> _Lesetext_:
Ich habe selbst Leute in meiner Freundesliste, die ich für relativ unverdächtig hielt. Sie kommen aus der Klasse, die man früher mal «Arbeiterklasse« nannte. Sie posten, dass sie sich von Merkel und der politischen Klasse verarscht fühlen. Die Politik der USA stinkt ihnen. TTIP halten sie für gefährlich. Sinkende Löhne und diesen Arbeitsmarkt, der immer mehr Zumutungen birgt, möchten sie so nicht aktzeptieren. Beste Voraussetzungen für Bedachtsamkeit eigentlich. Aber gleichzeitig kehren sie den Patrioten heraus, wettern gegen Flüchtlinge und Überfremdung und gerieren sich als die letzten deutschen Eichen, die sich dem Fällen zur Wehr setzen. Alles trägt dabei den Unterton des Opfers. Das deutsche Volk ist demnach Opfer von hoher Politik und von Fremden. Oder besser noch: Die Politik holt Flüchtlinge ins Land, um das Deutsche langsam auszurotten. Verschwörungstheorien fallen derzeit auf fruchtbaren Boden.
So spielt man dann auch die Armen gegeneinander aus. Für Flüchtlinge habe man Geld, zahle man allerlei. Aber Arme mit deutschem Pass müssten Flaschenpfand sammeln, auf der Straße leben und von Resten leben. Die Relationsetzung zwischen Zeltlager und Hartz IV ist grotesk und lächerlich, kommt aber gut an. Vor der Flüchtlingswelle waren Bezieher von Sozialleistungen noch Abschaum. Obdachlose ein Fall für Arbeitshäuser. Heute werden sie völkisch aufgewertet. Jetzt sind auch sie zugehörig. Zeltlager und Hartz IV kann man jedoch gar nicht miteinander vergleichen. Aber das stört die neue Bekenntnis-Tour dieser Patrioten nicht sonderlich. Es geht nur um so ein Bauchgefühl, nicht um durchdachte Ansätze. Um völkische Ansätze halt. Um die Auflösung der Erkenntnis, dass wir alle die Opfer von Eliten sind, die uns gegeneinander aufwiegeln.

> _Aufgabe_: Wie geht der Lesetext über Flüchtlinge, Hartz IV und die neuen Patrioten weiter? Schreiben Sie ihn im Anschluss an seinen letzten Satz fort.

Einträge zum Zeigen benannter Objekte

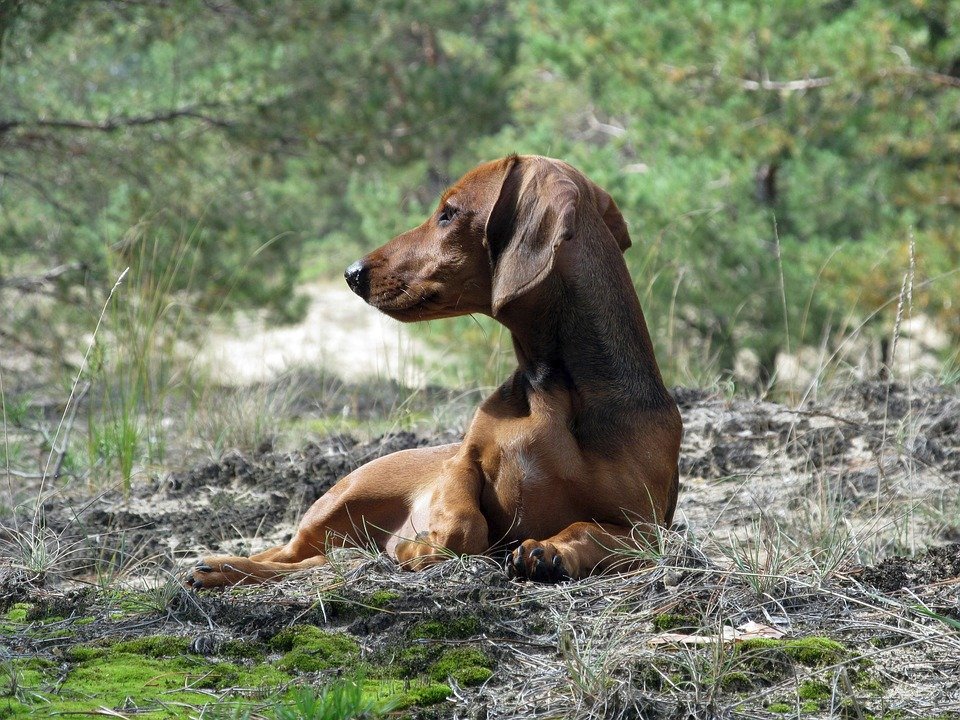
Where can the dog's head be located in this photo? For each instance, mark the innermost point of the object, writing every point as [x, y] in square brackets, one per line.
[494, 237]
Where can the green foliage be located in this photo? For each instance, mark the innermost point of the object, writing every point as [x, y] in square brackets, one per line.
[468, 666]
[775, 161]
[309, 649]
[344, 700]
[810, 651]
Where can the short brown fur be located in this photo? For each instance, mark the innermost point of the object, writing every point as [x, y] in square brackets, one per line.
[574, 456]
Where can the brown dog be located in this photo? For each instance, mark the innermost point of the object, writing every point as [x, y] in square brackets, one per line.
[569, 460]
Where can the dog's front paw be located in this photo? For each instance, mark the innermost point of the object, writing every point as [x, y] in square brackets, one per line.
[536, 561]
[215, 572]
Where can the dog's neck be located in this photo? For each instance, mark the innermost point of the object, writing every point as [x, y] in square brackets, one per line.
[585, 328]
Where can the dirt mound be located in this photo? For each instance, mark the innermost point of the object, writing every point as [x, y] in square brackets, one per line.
[869, 457]
[239, 501]
[784, 510]
[937, 566]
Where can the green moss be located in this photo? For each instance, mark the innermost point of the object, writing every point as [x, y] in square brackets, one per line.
[736, 682]
[82, 653]
[429, 694]
[468, 666]
[413, 660]
[812, 651]
[241, 649]
[310, 649]
[147, 673]
[671, 621]
[18, 612]
[455, 629]
[155, 646]
[381, 598]
[813, 690]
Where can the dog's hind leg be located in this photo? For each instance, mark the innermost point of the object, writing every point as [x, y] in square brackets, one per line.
[364, 509]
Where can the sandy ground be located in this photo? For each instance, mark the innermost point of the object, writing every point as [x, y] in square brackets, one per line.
[339, 332]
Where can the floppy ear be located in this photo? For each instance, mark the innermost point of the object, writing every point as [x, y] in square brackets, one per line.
[534, 213]
[611, 216]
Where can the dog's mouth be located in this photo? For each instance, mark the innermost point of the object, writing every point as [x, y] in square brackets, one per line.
[405, 303]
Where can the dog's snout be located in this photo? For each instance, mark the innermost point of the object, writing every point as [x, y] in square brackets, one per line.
[358, 278]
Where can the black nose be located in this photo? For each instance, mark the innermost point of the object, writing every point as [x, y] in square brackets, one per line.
[358, 278]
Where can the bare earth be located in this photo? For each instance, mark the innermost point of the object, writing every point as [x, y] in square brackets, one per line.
[788, 513]
[339, 332]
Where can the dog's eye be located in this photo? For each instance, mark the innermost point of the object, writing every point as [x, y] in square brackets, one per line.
[447, 213]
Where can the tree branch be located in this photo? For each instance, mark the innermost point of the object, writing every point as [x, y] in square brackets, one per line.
[786, 85]
[113, 124]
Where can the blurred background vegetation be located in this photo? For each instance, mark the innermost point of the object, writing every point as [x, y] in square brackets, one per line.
[789, 170]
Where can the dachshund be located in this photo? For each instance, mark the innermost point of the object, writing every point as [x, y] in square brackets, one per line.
[567, 466]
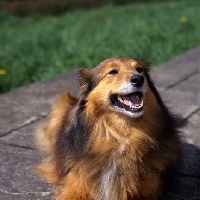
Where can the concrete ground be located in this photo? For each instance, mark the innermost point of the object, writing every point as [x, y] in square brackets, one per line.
[21, 110]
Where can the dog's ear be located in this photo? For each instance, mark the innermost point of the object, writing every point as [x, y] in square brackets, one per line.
[145, 65]
[85, 80]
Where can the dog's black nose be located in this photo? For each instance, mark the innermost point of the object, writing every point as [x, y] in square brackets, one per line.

> _Ergebnis_:
Dieser neue deutsche Stolz, er generiert Bekenntnisse. Zum Glück noch bei Facebook. Ist in Heidenau das Internet ausgefallen? Repariert es! Schnell! Zurück dorthin, wo der Aufschrei der Dummen sich in Bildchen und Statements erschöpft. Baut DSL aus, macht es schneller, damit diese Leute dort bleiben und nicht dort, wo sie ihren Wahnsinn realiter werden lassen können. Wer Dingen die Relevanz nehmen will, stellt es ins Internet, schrieb Grabow mal. Schafft also Zugänge zum Net. Ohne Störungen. Denn solange sie dort rummachen, sind sie zu beschäftigt mit dem echten Leben. Hoffentlich. Denn wenn sie doch mal von ihrem Kasten hochsehen, dann wird es gefährlich. Denn Bekenntnisse, das sind die Vorboten.